TEXT SHOWN ▸
----

Parliament is sovereign. Basically, as long as Parliament says so, it can do what it wants, although it can be slowed down by institutions like the Supreme Court or the royal family. There is no real separation powers.

Which _sounds_ bad, but the UK has an extremely long history of relative stability compared to basically anywhere else on the planet, so something must be going right.

> Which _sounds_ bad, but the UK has an extremely long history of relative stability compared to basically anywhere else on the planet, so something must be going right.

The more I learn about British history, the more I think this reputation for stability is merely due to how well all the civil wars (and parliament inviting in a new royal family) were brushed over.

When was the last time the British had a civil war or invited in a new royal family? Having issues hundreds of years ago hardly seems worthy of denying the stability of a country. Many countries have come into existence and no longer exist in that same period of time.
> When was the last time the British had a civil war

1998: https://en.wikipedia.org/wiki/The_Troubles

If that's sub-threshold for you, I'd also add the 1919 to 1921 Irish War of Independence as, likewise with the Troubles, it was part of the UK at the time.

Personally, I would also argue that almost all of the independence movements in the former colonies count as examples of the governments of the UK being "not stable" even though those colonies were outside the nation itself, and that would even extend to cases like Malta where independence happened peacefully after a proposal to give them a seat in Westminster, and not just cases like Cyprus where they used guns to kick us out and yet somehow the British Sovereign Base Areas are still there.

> or invited in a new royal family?

----

Copy out the passage of the British stability discussion word for word. Begin at the words "Parliament is sovereign." and stop after "real separation powers.".

DATA SHOWN ▸
----

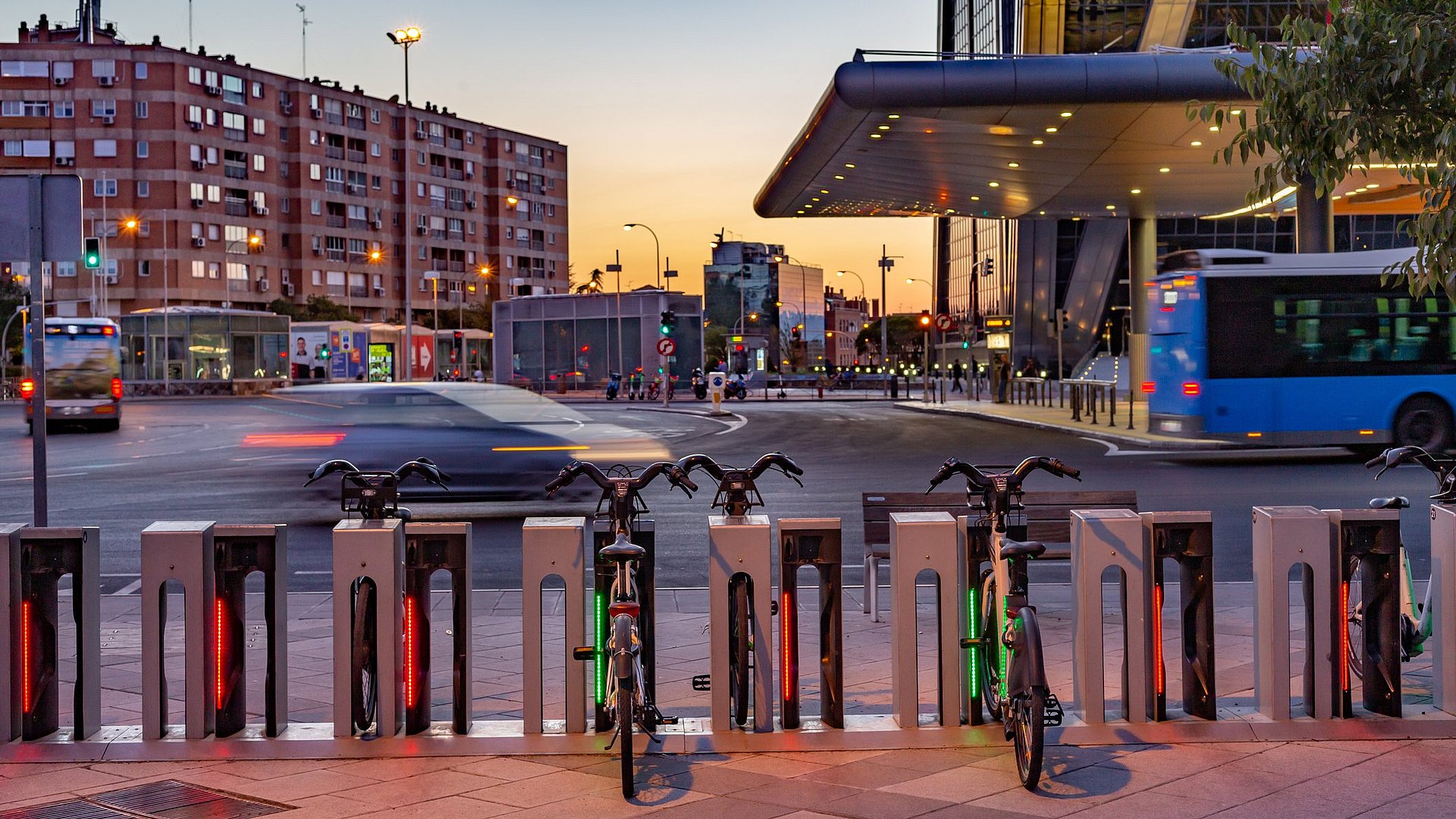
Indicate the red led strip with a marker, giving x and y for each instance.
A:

----

WRITTEN SOLUTION ▸
Parliament is sovereign. Basically, as long as Parliament says so, it can do what it wants, although it can be slowed down by institutions like the Supreme Court or the royal family. There is no real separation powers.